STATED GOAL
Give back exactly the lines that run from the line containing "Where can the white jersey" through the end of the listing below. Leave out every other line.

(Location annotation dataset excerpts)
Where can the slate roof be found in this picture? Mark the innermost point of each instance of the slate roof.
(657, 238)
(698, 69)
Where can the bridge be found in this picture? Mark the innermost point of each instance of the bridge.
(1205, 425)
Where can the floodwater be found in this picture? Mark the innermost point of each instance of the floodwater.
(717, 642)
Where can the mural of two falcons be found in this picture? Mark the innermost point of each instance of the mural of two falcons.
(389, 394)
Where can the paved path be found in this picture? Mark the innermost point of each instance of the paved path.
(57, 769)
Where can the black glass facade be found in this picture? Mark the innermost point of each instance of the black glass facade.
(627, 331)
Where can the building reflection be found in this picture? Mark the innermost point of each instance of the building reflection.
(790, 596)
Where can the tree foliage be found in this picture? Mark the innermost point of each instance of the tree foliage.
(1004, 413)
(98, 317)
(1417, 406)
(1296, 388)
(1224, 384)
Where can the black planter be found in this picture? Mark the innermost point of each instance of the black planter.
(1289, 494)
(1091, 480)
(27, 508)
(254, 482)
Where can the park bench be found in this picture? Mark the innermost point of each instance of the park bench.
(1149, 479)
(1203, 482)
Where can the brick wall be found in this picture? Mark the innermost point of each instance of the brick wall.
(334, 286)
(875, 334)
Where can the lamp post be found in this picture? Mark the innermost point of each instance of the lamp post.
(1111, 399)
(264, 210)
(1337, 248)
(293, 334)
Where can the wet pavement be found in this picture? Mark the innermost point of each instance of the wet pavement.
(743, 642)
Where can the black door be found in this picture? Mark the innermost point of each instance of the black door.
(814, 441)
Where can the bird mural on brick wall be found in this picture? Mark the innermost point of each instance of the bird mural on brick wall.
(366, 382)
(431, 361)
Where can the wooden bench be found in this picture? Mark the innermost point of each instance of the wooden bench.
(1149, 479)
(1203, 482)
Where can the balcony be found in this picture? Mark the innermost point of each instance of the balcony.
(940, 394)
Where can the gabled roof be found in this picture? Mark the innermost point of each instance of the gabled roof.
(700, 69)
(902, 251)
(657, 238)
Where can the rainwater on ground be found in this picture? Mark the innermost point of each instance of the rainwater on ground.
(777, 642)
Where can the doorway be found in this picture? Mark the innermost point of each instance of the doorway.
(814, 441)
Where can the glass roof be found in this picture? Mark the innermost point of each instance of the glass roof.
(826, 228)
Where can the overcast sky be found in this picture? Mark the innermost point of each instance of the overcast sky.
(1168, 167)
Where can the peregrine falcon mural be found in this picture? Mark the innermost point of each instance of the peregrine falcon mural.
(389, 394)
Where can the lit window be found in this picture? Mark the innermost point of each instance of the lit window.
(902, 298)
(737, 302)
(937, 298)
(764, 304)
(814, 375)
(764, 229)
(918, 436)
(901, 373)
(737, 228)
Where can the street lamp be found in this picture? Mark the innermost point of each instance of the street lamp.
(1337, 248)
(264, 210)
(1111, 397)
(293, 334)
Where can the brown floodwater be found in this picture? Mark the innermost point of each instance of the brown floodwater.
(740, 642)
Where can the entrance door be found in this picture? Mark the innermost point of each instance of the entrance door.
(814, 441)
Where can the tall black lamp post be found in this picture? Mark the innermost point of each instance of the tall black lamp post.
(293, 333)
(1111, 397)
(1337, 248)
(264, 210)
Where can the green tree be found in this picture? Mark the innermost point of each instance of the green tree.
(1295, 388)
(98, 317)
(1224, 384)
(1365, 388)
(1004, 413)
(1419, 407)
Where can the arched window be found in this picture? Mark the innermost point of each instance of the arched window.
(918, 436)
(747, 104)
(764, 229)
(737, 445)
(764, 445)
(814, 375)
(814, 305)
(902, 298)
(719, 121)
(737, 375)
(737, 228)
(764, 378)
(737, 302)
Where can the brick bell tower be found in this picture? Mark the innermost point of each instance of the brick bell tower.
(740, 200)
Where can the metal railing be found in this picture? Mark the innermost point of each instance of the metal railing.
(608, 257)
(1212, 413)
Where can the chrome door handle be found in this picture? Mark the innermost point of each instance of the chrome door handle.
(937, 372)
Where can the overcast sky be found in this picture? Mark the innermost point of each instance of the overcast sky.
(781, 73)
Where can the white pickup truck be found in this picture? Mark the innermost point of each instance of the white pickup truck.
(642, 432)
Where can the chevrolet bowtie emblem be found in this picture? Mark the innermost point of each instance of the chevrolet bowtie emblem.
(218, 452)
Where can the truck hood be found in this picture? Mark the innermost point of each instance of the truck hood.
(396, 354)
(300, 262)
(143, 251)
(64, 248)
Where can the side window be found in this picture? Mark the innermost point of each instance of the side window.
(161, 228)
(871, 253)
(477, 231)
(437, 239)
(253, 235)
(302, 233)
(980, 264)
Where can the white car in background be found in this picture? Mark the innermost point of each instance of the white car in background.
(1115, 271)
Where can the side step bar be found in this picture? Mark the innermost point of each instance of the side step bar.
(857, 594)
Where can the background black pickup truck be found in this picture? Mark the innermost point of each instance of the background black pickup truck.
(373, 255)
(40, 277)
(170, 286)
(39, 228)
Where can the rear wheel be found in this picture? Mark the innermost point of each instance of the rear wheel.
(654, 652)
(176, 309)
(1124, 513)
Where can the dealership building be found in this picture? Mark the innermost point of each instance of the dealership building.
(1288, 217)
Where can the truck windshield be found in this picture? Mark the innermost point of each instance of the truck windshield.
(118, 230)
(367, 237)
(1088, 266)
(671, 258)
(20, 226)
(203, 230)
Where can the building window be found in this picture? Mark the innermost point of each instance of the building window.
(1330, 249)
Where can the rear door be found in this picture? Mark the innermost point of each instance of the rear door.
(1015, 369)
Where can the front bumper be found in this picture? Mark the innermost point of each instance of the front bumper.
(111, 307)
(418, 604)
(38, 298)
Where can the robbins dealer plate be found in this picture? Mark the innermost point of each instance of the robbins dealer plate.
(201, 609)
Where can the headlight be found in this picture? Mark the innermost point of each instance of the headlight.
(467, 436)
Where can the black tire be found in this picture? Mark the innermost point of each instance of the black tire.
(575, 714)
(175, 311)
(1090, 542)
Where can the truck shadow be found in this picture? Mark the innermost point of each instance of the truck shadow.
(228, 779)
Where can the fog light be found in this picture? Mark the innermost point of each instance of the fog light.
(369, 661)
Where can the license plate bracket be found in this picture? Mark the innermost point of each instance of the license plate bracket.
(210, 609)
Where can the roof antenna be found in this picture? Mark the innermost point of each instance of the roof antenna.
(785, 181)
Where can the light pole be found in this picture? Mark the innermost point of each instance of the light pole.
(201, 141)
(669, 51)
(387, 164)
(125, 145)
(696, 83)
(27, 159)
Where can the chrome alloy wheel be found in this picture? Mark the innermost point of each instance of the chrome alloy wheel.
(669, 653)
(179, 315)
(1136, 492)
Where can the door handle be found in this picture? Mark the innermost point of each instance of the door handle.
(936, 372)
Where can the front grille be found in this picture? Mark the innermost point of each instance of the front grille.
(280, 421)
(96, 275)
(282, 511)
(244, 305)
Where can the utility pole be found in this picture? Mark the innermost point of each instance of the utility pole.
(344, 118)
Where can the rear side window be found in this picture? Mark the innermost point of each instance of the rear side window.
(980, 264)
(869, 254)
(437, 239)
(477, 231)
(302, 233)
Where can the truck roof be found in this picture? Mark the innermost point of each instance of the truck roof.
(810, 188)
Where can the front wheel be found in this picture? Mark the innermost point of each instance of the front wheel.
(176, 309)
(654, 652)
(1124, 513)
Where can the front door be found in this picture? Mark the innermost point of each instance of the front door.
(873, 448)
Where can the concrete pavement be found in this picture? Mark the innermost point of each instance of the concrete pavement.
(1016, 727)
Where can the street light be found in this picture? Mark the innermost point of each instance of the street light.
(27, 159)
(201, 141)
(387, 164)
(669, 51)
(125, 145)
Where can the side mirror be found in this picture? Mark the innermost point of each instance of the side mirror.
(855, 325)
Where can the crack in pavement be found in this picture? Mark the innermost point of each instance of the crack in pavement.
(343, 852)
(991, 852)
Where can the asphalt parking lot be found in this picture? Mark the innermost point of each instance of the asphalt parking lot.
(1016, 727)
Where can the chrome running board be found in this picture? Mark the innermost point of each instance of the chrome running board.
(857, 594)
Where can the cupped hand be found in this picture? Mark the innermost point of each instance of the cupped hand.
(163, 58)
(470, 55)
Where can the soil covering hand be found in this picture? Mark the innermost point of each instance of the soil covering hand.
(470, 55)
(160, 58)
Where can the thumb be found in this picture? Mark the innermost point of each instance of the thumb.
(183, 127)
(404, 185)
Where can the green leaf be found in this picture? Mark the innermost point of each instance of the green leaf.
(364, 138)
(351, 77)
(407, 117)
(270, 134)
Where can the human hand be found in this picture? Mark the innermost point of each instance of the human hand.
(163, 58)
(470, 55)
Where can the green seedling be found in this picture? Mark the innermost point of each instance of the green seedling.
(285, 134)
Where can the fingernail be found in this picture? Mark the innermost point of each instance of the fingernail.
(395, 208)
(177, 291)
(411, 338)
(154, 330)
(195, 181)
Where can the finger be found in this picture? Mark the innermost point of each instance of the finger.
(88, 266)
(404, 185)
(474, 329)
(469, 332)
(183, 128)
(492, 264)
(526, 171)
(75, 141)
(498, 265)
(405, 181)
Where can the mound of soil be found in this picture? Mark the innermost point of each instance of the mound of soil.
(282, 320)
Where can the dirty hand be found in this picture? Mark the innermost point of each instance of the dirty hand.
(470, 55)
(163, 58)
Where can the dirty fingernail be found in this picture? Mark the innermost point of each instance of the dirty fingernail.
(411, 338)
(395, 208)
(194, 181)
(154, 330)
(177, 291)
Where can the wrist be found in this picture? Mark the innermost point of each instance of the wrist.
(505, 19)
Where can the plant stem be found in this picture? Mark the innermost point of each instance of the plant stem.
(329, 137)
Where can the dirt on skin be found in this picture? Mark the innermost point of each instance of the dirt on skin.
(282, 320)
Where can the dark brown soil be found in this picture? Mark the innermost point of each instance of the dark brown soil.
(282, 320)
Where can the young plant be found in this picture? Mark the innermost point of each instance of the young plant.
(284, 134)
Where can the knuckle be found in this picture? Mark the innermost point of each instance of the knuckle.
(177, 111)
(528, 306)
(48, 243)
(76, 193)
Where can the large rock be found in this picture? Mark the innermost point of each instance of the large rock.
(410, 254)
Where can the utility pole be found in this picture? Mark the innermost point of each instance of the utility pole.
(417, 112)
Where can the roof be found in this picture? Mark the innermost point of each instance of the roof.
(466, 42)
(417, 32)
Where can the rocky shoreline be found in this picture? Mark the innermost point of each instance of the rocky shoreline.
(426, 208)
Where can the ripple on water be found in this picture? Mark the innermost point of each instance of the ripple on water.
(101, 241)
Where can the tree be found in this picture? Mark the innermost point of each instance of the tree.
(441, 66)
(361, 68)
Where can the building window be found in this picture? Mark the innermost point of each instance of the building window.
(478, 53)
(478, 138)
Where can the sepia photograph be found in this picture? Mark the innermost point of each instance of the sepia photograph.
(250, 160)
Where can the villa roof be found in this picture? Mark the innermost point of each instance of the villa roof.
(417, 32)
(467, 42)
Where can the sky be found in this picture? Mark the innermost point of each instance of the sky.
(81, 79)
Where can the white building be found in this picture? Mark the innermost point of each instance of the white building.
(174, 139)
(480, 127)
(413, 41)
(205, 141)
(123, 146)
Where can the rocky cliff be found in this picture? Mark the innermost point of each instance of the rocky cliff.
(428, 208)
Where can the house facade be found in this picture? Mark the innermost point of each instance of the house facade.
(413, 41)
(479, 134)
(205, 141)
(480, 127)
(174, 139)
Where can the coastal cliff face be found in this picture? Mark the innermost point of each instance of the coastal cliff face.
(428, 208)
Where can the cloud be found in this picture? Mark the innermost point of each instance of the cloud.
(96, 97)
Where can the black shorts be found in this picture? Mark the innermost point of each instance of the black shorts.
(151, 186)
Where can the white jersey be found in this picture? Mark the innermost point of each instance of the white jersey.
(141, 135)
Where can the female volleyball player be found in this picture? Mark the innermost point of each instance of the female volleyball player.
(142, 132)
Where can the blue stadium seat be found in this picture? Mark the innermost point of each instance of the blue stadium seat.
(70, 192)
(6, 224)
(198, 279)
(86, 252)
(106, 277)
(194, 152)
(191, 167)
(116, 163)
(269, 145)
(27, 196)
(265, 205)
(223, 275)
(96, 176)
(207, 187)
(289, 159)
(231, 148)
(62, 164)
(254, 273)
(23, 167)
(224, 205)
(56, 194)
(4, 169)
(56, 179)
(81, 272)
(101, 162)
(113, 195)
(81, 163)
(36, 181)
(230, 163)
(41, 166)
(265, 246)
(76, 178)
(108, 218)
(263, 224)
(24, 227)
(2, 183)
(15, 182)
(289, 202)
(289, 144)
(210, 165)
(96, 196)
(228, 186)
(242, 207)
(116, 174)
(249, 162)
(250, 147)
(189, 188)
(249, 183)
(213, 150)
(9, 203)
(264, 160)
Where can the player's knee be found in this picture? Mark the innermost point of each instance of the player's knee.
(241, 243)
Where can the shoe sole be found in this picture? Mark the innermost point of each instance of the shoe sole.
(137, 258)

EXPECTED ANSWER
Where can the white jersey be found in this picture? Mark the innermost point of each instance of the white jersey.
(141, 135)
Where can the female volleyball player be found in this picture? Mark the innermost point of each instance of the female volleyball player.
(142, 132)
Where can the blue stadium seat be found in this picture? Mark the innermost point of each instance of the blue stadium seat.
(70, 192)
(6, 224)
(198, 279)
(86, 252)
(106, 277)
(194, 152)
(191, 167)
(116, 163)
(269, 145)
(27, 196)
(265, 205)
(223, 275)
(96, 176)
(207, 187)
(289, 159)
(231, 148)
(62, 164)
(254, 273)
(23, 167)
(224, 205)
(56, 194)
(4, 169)
(56, 179)
(81, 272)
(101, 162)
(113, 195)
(81, 163)
(36, 181)
(230, 163)
(41, 166)
(265, 246)
(76, 178)
(108, 218)
(263, 224)
(24, 227)
(2, 183)
(15, 182)
(289, 202)
(289, 144)
(210, 165)
(96, 196)
(228, 186)
(242, 207)
(116, 174)
(249, 162)
(250, 147)
(189, 188)
(249, 183)
(213, 150)
(9, 203)
(264, 160)
Where can the player's knee be found in this picture? Mark the innermost point of each instance of the player's knee.
(241, 243)
Where can the shoe sole be found in this picture? Mark the innermost point of each instance of the shoe sole.
(137, 258)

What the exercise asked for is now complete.